• Instructions for the task: Reproduce only the lines that run from the line containing "TARGET = striped lighthouse tower" to the end of the entries below, exactly as they stand.

• Record excerpts:
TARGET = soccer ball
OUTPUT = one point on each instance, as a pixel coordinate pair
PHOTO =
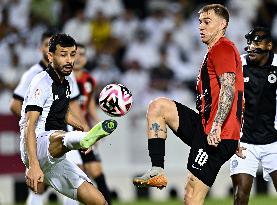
(115, 100)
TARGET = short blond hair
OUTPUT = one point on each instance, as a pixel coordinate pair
(218, 9)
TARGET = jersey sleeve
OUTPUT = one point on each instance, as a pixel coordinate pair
(75, 93)
(224, 59)
(37, 95)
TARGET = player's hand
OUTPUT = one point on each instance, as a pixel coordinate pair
(86, 151)
(214, 136)
(34, 176)
(239, 152)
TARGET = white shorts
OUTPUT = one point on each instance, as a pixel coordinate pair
(60, 173)
(266, 154)
(74, 156)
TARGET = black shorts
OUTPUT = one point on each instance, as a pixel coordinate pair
(93, 156)
(204, 160)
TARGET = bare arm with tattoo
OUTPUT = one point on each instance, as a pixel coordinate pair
(226, 97)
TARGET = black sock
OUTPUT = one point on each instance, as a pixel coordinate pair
(156, 147)
(103, 188)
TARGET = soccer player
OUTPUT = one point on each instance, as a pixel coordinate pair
(20, 91)
(214, 132)
(259, 135)
(44, 115)
(91, 162)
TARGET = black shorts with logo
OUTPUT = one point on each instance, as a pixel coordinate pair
(93, 156)
(204, 160)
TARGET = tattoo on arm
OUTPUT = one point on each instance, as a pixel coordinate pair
(157, 128)
(226, 96)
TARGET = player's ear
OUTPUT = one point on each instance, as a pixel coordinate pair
(223, 24)
(269, 46)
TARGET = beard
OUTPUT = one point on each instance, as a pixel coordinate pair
(62, 70)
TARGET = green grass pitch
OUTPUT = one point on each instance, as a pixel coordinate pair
(258, 200)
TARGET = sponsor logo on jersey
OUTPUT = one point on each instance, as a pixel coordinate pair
(246, 79)
(272, 78)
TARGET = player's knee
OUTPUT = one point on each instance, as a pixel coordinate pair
(56, 147)
(157, 107)
(241, 197)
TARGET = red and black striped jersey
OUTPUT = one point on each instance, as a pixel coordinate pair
(223, 57)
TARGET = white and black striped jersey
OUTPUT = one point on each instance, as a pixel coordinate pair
(20, 90)
(49, 96)
(260, 91)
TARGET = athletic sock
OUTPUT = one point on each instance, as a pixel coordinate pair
(156, 147)
(103, 188)
(34, 199)
(69, 201)
(72, 139)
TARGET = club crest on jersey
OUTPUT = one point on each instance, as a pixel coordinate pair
(37, 93)
(68, 92)
(272, 78)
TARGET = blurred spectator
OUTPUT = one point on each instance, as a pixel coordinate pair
(78, 27)
(45, 11)
(18, 13)
(5, 27)
(137, 80)
(266, 13)
(109, 8)
(105, 72)
(100, 28)
(162, 77)
(125, 26)
(139, 7)
(142, 51)
(5, 97)
(157, 24)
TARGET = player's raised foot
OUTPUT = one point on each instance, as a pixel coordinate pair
(155, 177)
(100, 130)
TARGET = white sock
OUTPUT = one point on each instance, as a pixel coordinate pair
(34, 199)
(69, 201)
(72, 139)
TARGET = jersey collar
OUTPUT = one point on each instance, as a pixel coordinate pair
(268, 63)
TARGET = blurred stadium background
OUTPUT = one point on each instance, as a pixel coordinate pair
(151, 46)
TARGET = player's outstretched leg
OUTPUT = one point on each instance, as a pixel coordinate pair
(162, 112)
(155, 177)
(100, 130)
(62, 142)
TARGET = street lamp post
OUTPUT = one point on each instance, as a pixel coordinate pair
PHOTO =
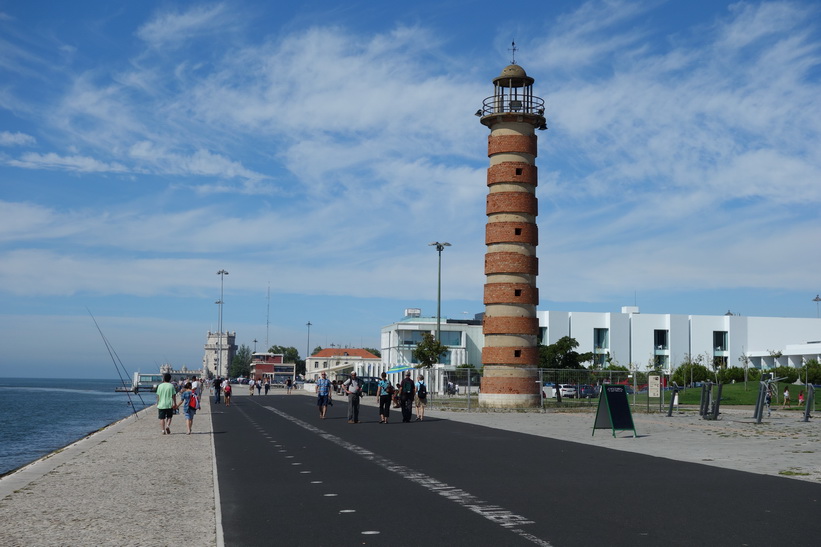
(219, 336)
(439, 248)
(307, 349)
(222, 274)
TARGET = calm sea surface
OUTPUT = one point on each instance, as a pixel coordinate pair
(39, 416)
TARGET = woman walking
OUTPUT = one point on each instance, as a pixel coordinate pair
(384, 393)
(190, 404)
(421, 398)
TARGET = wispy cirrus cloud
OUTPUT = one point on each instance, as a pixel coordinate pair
(7, 138)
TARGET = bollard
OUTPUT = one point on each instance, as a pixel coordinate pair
(759, 404)
(672, 400)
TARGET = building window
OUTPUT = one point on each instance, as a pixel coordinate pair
(720, 340)
(450, 338)
(660, 338)
(601, 338)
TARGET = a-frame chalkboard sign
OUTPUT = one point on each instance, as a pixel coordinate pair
(614, 410)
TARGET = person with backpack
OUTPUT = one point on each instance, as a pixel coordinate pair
(190, 404)
(353, 387)
(384, 392)
(407, 392)
(421, 397)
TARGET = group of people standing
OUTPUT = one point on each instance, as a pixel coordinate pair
(408, 393)
(167, 404)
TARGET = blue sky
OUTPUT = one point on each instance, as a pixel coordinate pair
(314, 152)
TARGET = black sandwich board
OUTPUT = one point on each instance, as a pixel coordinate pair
(614, 410)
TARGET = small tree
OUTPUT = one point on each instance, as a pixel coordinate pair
(290, 355)
(429, 351)
(241, 364)
(563, 354)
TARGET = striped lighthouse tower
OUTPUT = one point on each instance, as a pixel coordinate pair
(511, 356)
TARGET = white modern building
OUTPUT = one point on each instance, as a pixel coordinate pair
(642, 341)
(628, 338)
(463, 337)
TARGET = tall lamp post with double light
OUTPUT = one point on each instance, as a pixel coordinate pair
(307, 349)
(222, 274)
(439, 248)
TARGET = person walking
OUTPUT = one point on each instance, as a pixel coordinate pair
(217, 384)
(421, 397)
(384, 393)
(323, 394)
(353, 388)
(407, 391)
(166, 403)
(190, 404)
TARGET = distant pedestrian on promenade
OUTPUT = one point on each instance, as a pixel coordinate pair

• Solution to this problem:
TARGET = striped lighthouse tower
OUTPUT = one point on each instance, as a pixel coordinate pair
(511, 356)
TARGET = white modern building
OUTPUT = one point on each instance, as a pixel coordinate pair
(642, 341)
(628, 338)
(463, 337)
TARGET = tall lamp post with double light
OUTPUT = one point on each instance, as a pixel coordinate pair
(307, 349)
(222, 274)
(439, 248)
TARGET = person walking
OUTPUT = one point on each instance, as a pixel coordinate pair
(217, 384)
(421, 397)
(384, 393)
(323, 394)
(353, 388)
(407, 391)
(166, 403)
(190, 404)
TARGET = distant pedestrian on promenade
OUTPUT = one point on each instance, as a pixel coordinate pair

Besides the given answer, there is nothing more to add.